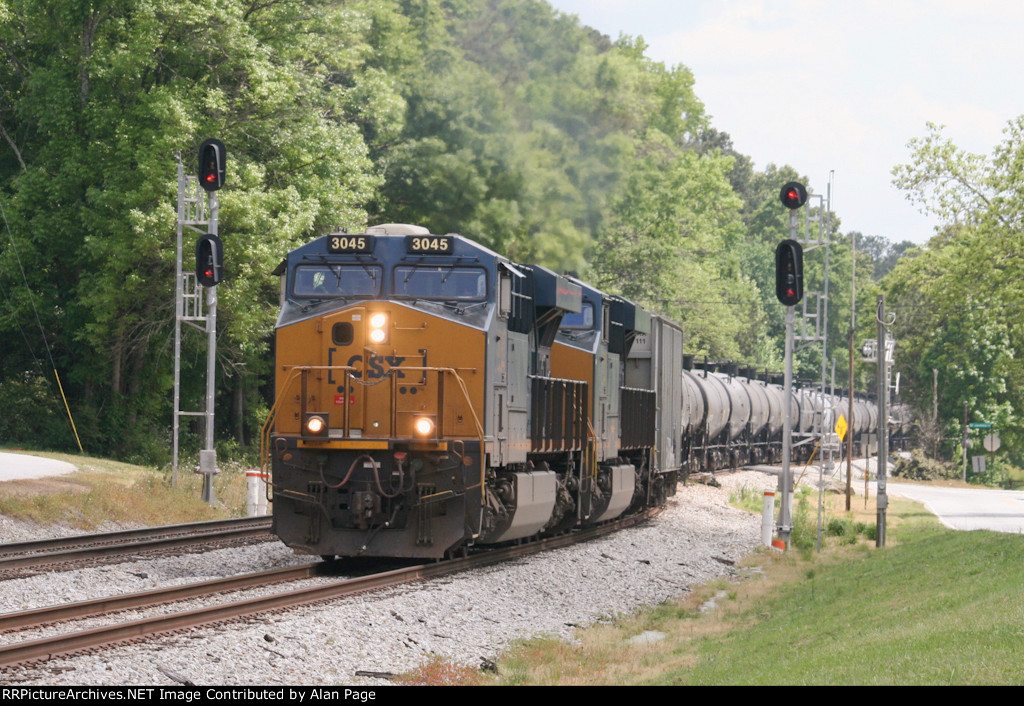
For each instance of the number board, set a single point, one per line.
(425, 245)
(342, 243)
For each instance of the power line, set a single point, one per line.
(42, 332)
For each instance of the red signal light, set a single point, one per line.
(790, 273)
(212, 164)
(209, 260)
(794, 195)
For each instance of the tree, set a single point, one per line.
(957, 300)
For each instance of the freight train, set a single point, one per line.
(432, 396)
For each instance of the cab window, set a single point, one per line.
(582, 320)
(440, 283)
(321, 281)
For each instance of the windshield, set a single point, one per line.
(440, 283)
(321, 281)
(583, 320)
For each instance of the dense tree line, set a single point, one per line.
(499, 119)
(958, 301)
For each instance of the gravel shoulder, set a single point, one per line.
(466, 618)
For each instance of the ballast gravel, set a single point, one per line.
(466, 618)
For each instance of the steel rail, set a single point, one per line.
(23, 554)
(89, 609)
(56, 646)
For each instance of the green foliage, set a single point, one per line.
(956, 300)
(921, 467)
(500, 119)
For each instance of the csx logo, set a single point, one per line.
(376, 368)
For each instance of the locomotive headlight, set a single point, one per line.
(424, 426)
(378, 328)
(315, 425)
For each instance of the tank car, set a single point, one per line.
(432, 396)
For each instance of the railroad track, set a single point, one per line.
(44, 649)
(19, 555)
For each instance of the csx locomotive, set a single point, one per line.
(432, 396)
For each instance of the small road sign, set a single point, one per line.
(841, 427)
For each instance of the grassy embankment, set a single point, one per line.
(103, 491)
(934, 607)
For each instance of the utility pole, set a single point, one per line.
(853, 320)
(885, 354)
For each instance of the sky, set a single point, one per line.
(839, 88)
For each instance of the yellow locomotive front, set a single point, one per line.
(376, 441)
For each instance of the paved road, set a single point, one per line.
(968, 508)
(18, 466)
(957, 508)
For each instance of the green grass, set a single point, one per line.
(940, 608)
(935, 607)
(103, 491)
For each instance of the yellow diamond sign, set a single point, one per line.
(841, 427)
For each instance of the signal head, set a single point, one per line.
(794, 195)
(209, 260)
(212, 164)
(790, 273)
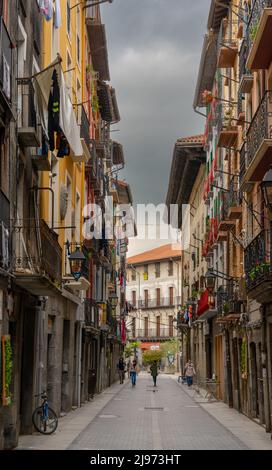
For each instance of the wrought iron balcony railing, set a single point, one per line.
(232, 198)
(229, 298)
(258, 260)
(161, 302)
(36, 250)
(5, 62)
(242, 162)
(28, 135)
(90, 313)
(84, 125)
(254, 19)
(260, 127)
(4, 232)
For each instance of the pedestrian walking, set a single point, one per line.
(128, 367)
(121, 369)
(189, 372)
(133, 372)
(154, 372)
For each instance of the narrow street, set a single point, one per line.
(123, 418)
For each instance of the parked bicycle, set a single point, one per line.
(44, 418)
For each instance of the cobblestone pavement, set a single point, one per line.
(147, 418)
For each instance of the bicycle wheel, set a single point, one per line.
(44, 426)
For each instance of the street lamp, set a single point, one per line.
(210, 279)
(266, 187)
(113, 299)
(76, 260)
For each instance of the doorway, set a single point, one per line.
(254, 381)
(219, 369)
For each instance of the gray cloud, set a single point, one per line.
(154, 51)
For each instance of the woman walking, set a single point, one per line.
(133, 372)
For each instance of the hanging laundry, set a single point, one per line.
(53, 111)
(46, 7)
(57, 22)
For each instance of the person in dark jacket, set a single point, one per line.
(154, 372)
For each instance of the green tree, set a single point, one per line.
(152, 356)
(170, 347)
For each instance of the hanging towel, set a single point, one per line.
(57, 22)
(46, 7)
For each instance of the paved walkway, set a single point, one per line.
(164, 418)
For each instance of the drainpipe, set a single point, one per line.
(228, 364)
(264, 369)
(79, 364)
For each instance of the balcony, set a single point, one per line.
(153, 334)
(227, 45)
(28, 135)
(83, 284)
(5, 70)
(84, 124)
(37, 266)
(227, 125)
(4, 232)
(163, 302)
(229, 299)
(225, 224)
(258, 268)
(245, 75)
(259, 140)
(233, 206)
(90, 315)
(260, 33)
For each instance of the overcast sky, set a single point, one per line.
(154, 51)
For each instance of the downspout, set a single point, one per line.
(79, 364)
(264, 369)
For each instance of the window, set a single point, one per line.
(134, 298)
(171, 329)
(146, 272)
(158, 326)
(171, 295)
(158, 297)
(157, 269)
(78, 36)
(170, 268)
(69, 74)
(146, 326)
(68, 18)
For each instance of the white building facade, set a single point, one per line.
(154, 290)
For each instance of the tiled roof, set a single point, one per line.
(194, 139)
(163, 252)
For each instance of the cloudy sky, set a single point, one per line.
(154, 52)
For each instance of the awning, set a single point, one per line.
(117, 154)
(107, 103)
(203, 303)
(98, 46)
(68, 122)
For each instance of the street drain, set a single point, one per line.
(108, 416)
(154, 408)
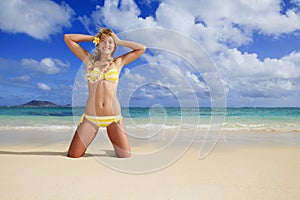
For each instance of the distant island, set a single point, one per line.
(36, 103)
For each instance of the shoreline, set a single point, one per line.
(43, 171)
(242, 165)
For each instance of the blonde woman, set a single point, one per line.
(102, 108)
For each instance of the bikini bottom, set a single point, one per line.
(101, 121)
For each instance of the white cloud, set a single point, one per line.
(23, 78)
(43, 86)
(38, 19)
(119, 17)
(46, 65)
(220, 27)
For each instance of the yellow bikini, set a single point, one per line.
(94, 76)
(101, 121)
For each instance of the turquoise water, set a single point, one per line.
(233, 119)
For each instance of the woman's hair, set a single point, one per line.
(106, 31)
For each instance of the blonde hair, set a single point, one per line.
(109, 32)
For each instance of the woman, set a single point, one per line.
(102, 107)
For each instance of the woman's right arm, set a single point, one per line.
(72, 41)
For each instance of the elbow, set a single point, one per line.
(66, 37)
(143, 49)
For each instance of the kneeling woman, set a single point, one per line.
(102, 108)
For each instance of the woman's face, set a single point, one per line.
(106, 45)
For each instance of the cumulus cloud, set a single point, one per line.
(221, 27)
(118, 15)
(22, 78)
(38, 19)
(43, 86)
(46, 65)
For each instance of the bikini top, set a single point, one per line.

----------------------------------------

Print the entries above exactly, taking out only the pictures.

For each instance of the number board, set a single point, one per line.
(425, 245)
(342, 243)
For each instance of the power line, set a single point, one per line.
(42, 332)
For each instance of the red signal light, set a single point, one per line.
(790, 273)
(212, 164)
(209, 260)
(794, 195)
For each instance of the tree, set a single point, one per line.
(957, 300)
For each instance of the freight train, set a single point, one per line.
(432, 396)
For each instance of the cab window, set a single point, one per line.
(582, 320)
(440, 283)
(321, 281)
For each instance of the windshield, set a single point, one per line.
(440, 283)
(321, 281)
(583, 320)
For each instance of the dense tree line, set a single point, one per line.
(499, 119)
(958, 301)
For each instance of the gravel shoulder, set a single point, one per line.
(466, 618)
For each instance of the ballast gravel, set a single point, one per line.
(466, 618)
For each instance of the steel rail, set a single point, one per line.
(23, 554)
(89, 609)
(56, 646)
For each instance of the green foliage, set a single point, one per line.
(956, 300)
(921, 467)
(500, 119)
For each instance of the csx logo, set a single point, one per line.
(376, 368)
For each instance of the locomotive headlight, set a single point, one per line.
(424, 426)
(378, 328)
(315, 425)
For each instance of the tank car, set a single point, one per line.
(432, 396)
For each instance of the railroad track, set a single point, one per line.
(44, 649)
(19, 555)
For each instance of the csx locomotive, set a single point, one per line.
(432, 396)
For each instance of the small road sign, set a single point, one per line.
(841, 427)
For each instance of the grassy embankment, set a single point, one per line.
(103, 491)
(934, 607)
For each instance of the utility pole, set a single point, one per line.
(853, 320)
(885, 354)
For each instance of the sky, set a single point, one per line.
(839, 88)
For each instance of the yellow locomotive front, set a single point, one per line.
(376, 441)
For each instance of the paved road, set a single point, one per line.
(968, 508)
(18, 466)
(957, 508)
For each instance of the green grass, set a single point, one per line.
(940, 608)
(935, 607)
(103, 491)
For each instance of the yellow diamond sign, set a single point, one per line.
(841, 427)
For each instance of the signal head, set a single point, one per line.
(794, 195)
(209, 260)
(212, 164)
(790, 273)
For each instance of the wrought iron balcony railing, set a single point, one per line.
(232, 198)
(229, 298)
(258, 260)
(161, 302)
(36, 250)
(5, 62)
(242, 162)
(28, 135)
(90, 313)
(84, 125)
(254, 19)
(260, 127)
(4, 232)
For each instance of the pedestrian walking, set a single point, one per line.
(128, 367)
(121, 369)
(189, 372)
(133, 372)
(154, 372)
For each instance of the narrow street, set a single point, one per line.
(123, 418)
For each instance of the parked bicycle, set a single point, one per line.
(44, 418)
For each instance of the cobblestone pavement, set a single point, one per line.
(147, 418)
For each instance of the bicycle wheel, set a single point, one per line.
(44, 426)
For each instance of the street lamp, set a single point, one per line.
(210, 279)
(266, 187)
(113, 299)
(76, 260)
For each instance of the doorway, set a single point, one per line.
(254, 381)
(219, 369)
For each instance of the gray cloud, set a single point, one per line.
(154, 51)
For each instance of the woman walking, set a single point, one per line.
(133, 372)
For each instance of the hanging laundry, set a single point, one per line.
(53, 111)
(46, 7)
(57, 22)
For each instance of the person in dark jacket, set a single point, one per line.
(154, 372)
For each instance of the green tree, set a single point, one per line.
(152, 356)
(170, 347)
For each instance of the hanging towel, set a single point, one per line.
(57, 22)
(46, 7)
For each instance of the paved walkway, set a single point, one per line.
(164, 418)
For each instance of the drainpipe, set a single point, one per line.
(228, 364)
(264, 369)
(79, 364)
For each instance of the balcony, set a single point, one per line.
(153, 334)
(227, 45)
(28, 135)
(83, 284)
(5, 70)
(84, 124)
(37, 266)
(227, 125)
(4, 232)
(163, 302)
(229, 299)
(225, 224)
(258, 268)
(245, 75)
(259, 140)
(233, 206)
(90, 315)
(260, 33)
For each instance of the overcast sky, set a single point, one per line.
(154, 51)
For each instance of the downspout, set a single point, one per line.
(79, 364)
(264, 369)
For each instance of the window, set a single point, one per line.
(134, 298)
(171, 329)
(146, 272)
(158, 326)
(171, 295)
(158, 297)
(157, 269)
(78, 36)
(170, 268)
(69, 74)
(146, 326)
(68, 18)
For each instance of the white building facade, set a single point, one per line.
(154, 290)
For each instance of the tiled roof, set a single point, one per line.
(194, 139)
(163, 252)
For each instance of the cloudy sky, set a single point, one per line.
(154, 52)
For each instance of the awning, set a single point, one per line.
(117, 154)
(107, 103)
(203, 303)
(98, 46)
(68, 122)
For each instance of the street drain, set a single point, one per line.
(108, 416)
(154, 408)
For each instance of the distant island, set a single point, one per line.
(36, 103)
For each instance of the shoreline, set a single point, one per line.
(43, 171)
(242, 165)
For each instance of the blonde woman, set a single point, one per line.
(102, 108)
For each instance of the bikini bottom, set a single point, one per line.
(101, 121)
For each instance of the white cloud, set a single point, one per line.
(23, 78)
(43, 86)
(38, 19)
(119, 17)
(46, 65)
(220, 27)
For each instance of the yellow bikini, set a single point, one per line.
(94, 76)
(101, 121)
For each instance of the turquoise water, set a single point, one per line.
(233, 119)
For each instance of the woman's hair, set a single point, one per line.
(106, 31)
For each instance of the blonde hair, set a single point, one per line.
(109, 32)
For each instance of the woman, set a single point, one per line.
(102, 107)
For each instance of the woman's right arm, set a single point, one per line.
(72, 41)
For each instance of the elbow, set a single point, one per line.
(66, 37)
(143, 49)
For each instance of the kneeling woman, set a single point, one per line.
(102, 108)
For each instance of the woman's face, set a single point, one per line.
(106, 45)
For each instance of the cumulus cloud, set a single point, one per line.
(221, 27)
(118, 15)
(22, 78)
(38, 19)
(43, 86)
(46, 65)
For each instance of the bikini top, set a single point, one per line.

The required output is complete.